_Your instructions_:
Could you find every line in the records below that contains the word "large" and copy it?

_Excerpted data_:
____

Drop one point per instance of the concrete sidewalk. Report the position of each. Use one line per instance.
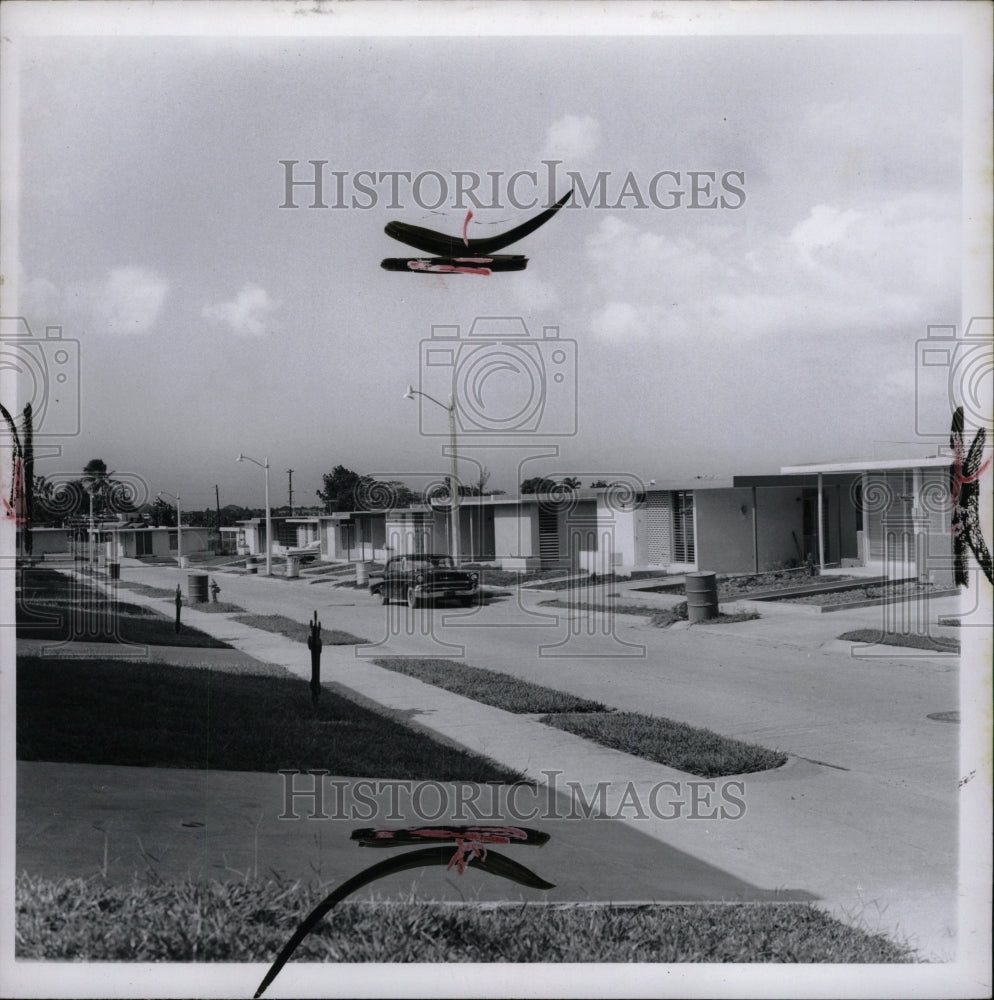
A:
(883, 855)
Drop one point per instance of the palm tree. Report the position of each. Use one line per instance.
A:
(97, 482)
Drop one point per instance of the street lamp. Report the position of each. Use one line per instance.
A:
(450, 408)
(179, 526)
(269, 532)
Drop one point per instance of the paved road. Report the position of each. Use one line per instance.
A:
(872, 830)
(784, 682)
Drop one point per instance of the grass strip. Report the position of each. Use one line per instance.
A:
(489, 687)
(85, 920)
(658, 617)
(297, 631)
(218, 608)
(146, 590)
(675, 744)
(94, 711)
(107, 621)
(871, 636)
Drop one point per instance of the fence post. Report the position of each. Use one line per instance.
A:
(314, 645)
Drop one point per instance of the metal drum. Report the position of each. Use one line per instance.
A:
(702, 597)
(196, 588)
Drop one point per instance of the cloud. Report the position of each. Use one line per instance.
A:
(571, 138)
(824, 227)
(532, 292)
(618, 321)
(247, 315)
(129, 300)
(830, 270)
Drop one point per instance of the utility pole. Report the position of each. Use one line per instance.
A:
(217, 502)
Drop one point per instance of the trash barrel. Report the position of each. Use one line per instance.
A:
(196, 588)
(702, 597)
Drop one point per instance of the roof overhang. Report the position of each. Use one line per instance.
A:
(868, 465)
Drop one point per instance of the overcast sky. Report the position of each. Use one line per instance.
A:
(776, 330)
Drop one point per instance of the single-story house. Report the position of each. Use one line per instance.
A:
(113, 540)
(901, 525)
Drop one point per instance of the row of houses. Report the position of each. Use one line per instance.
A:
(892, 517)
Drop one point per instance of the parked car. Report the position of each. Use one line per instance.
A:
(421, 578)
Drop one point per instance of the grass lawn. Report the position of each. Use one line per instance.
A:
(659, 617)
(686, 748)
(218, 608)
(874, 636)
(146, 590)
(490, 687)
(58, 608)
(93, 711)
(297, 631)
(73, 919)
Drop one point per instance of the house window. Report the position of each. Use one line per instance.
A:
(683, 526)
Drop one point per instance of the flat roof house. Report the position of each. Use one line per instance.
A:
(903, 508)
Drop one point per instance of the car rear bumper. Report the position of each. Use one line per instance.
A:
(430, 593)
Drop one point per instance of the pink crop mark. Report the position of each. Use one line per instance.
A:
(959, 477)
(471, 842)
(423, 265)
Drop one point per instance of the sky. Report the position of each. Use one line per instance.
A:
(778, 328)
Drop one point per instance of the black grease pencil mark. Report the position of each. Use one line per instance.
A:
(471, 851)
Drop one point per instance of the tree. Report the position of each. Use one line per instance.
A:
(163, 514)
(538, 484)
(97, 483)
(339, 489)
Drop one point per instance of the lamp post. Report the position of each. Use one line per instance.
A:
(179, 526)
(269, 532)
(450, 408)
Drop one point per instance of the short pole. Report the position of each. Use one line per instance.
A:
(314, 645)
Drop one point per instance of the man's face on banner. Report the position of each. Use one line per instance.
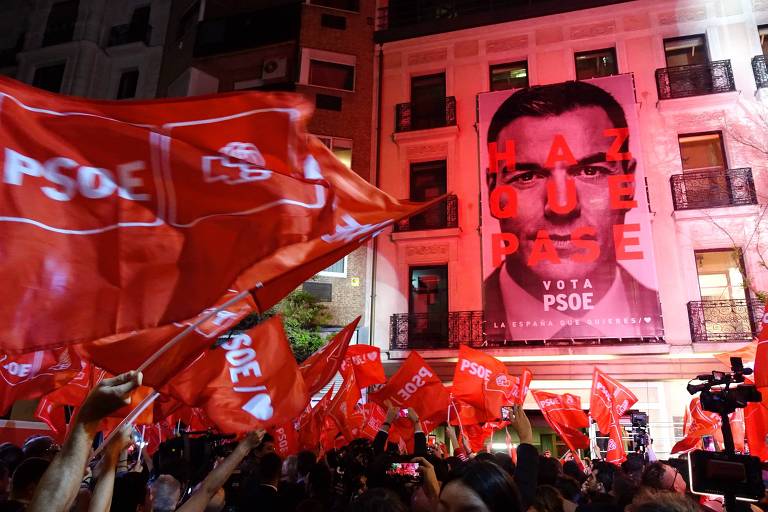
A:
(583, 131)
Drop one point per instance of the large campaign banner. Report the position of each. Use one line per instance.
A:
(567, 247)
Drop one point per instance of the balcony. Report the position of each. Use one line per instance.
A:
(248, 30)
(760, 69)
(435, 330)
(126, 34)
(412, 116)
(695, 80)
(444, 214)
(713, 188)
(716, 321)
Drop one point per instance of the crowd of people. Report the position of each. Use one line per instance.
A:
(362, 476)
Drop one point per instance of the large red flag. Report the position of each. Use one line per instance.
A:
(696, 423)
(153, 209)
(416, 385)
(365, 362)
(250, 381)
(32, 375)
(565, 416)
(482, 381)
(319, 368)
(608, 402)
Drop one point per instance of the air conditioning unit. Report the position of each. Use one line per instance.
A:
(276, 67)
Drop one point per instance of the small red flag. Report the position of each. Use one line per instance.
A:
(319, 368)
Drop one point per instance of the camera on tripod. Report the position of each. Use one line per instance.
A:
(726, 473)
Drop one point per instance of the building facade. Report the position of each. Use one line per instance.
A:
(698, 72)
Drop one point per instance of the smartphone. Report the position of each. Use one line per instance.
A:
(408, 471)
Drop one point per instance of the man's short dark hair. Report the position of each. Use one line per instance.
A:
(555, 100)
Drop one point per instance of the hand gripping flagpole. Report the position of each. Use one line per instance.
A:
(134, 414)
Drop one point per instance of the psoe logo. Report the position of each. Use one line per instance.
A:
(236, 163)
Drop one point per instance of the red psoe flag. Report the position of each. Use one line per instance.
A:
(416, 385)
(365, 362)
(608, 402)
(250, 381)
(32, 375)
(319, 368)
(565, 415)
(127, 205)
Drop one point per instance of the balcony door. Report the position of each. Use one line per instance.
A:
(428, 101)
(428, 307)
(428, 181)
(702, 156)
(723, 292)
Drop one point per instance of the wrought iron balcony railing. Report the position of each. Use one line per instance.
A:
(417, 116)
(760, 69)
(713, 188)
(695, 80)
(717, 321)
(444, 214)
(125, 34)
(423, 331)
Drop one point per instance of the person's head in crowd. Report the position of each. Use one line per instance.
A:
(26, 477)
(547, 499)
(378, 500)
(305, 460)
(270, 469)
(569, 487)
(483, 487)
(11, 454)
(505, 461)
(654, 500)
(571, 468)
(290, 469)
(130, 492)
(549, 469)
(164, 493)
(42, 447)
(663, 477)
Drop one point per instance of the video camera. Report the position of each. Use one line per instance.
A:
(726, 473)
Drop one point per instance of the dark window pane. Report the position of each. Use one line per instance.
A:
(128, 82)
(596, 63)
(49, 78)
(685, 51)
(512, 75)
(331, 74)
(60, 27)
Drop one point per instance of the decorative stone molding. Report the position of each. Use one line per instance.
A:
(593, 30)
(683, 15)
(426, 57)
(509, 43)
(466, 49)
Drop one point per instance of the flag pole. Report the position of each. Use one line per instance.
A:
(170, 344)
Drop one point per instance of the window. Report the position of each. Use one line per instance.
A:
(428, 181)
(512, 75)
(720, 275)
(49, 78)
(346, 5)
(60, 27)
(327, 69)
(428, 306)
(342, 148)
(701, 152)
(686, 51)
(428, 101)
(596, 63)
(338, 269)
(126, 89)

____

_Result of this exercise_:
Drop one point per instance of the large campaign banner. Report the position of each. Use one line per instance.
Drop one point per instance of the large red flag. Report the position of each. Use one line per instance.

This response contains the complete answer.